Çalışma talimatları ->
• A. Seferde oruçla ilgili rivayetlere göre aşağıdaki soruları cevaplayın:
(i) İlk rivayette Ebû Saîd, Resûlullah ile birlikte hangi ayda gaza ettiklerini söylüyor?
(ii) İkinci rivayette Mervân b. Muâviye kimden naklen haber vermiş?
(iii) İkinci rivayette Ebû Nadrâ kimlerden naklen rivayet ederken dinlenmiş?
• B. Seferde oruç tutmaya dair rivayet metnini kaldığı yerden devam ettirin.

--- Seçilen metin ---

Bana Amru'n-Nâkıd rivayet etti. (Dediki) Bize İsmail b. İbrahim Cüreyri'den, o da Ebû Nadradan, o da Ebû Saîd-i Hudrî (Radiyallahu anh) 'dan, naklen rivayet etti. Ebû Saîd şöyle demiş: «Biz, Resûlullah (Sallallahu Aleyhi ve Sellem) ile birlikte Ramazanda gaza ederdik. Kimimiz oruç tutar, kimimiz tutmazdık. Ama ne tutan tutmayana gücenirdi ne de tutmayan tutana. Kendinde kuvvet hissedip de oruç tutanın yapığını hoş görürler, zayıflık hissedip de tutmayanın yaptığını da hoş görürlerdi. İzah 1118 de
- Bāb: ...
- باب ...
Bize Saîd b. Amr El-Eş'asi, Sehl b. Osman, Süveyde b. Saîd ve Hüseyin b. Hureys hep birden Mervân'dan rivayet ettiler. Saîd (Dediki) Bize Mervân b. Muâviye, Âsım'dan naklen haber verdi. (Demişki): Ebû Nadrâ'yı, Ebû Saîd-i Hudri ile Câbir b. Abdillah (Radiyallahû anhûma)'dan naklen rivayet ederken dinledim. Şöyle demişler: «Biz, Resulullah (Sallallahu Aleyhi ve Sellem) ile sefer ettik. Orucu tutan tuttu, tutmayan tutmadı. Ama Kimse birbirini ayıplamadı.» İzah 1118 de
- Bāb: ...
- باب ...

--- Kayıt kümesi ---

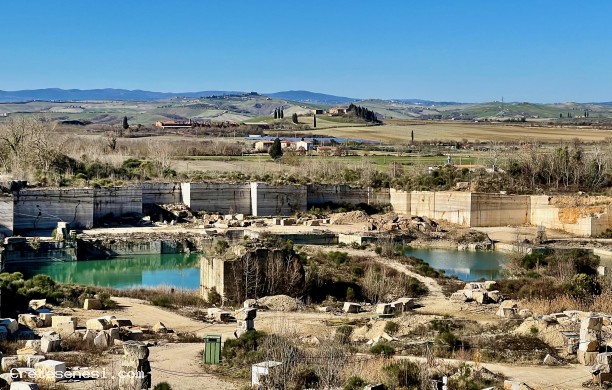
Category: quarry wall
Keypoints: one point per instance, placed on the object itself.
(224, 198)
(267, 199)
(499, 210)
(115, 202)
(161, 193)
(35, 209)
(6, 215)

---

Cevaplar ->
• A.
(i) Ramazan ayında.
(ii) Âsım'dan.
(iii) Ebû Saîd-i Hudrî ile Câbir b. Abdillah'tan.

• B.
Bize Yahya b. Yahya rivayet etti. (Dediki) Bize Ebû Heyseme, Humeyd'den naklen haber verdi. Humeyd şöyle demiş: Enes radiyallahu anhu'ya seferde Ramazan orucunun hükmü soruldu da : «Biz Resulullah (Sallallahu Aleyhi ve Sellem) ile ramazanda sefer ettik ama ne oruç tutan tutmayanı ayıpladı, ne de tutmayan tutanı.» dedi
- Bāb: ...
- باب ...
Bize Ebû Bekir b. Ebî Şeybe rivayet etti. (Dediki) Bize Ebû Hâlid-i Ahmar, Humeyd'den, rivayet etti. (Demişki): Sefere çıktım ve oruç tuttum. Bana : — «Orucunu kaza et,» dediler. Ben de (onlara) : — «Bana Enes haber verdi. Resulullah (Sallallahu Aleyhi ve Sellem)'in ashâbı sefere çıkarlar fakat ne oruç tutan tutmayanı ayıplarmış, ne de tutmayan tutanı.» dedim. Müteakiben İbni Ebî Miileyke'ye rastladım, bana o da Âişe (Radiyallahû anha)'dan bu hadîsin mislini rivayet etti
- Bāb: ...
- باب ...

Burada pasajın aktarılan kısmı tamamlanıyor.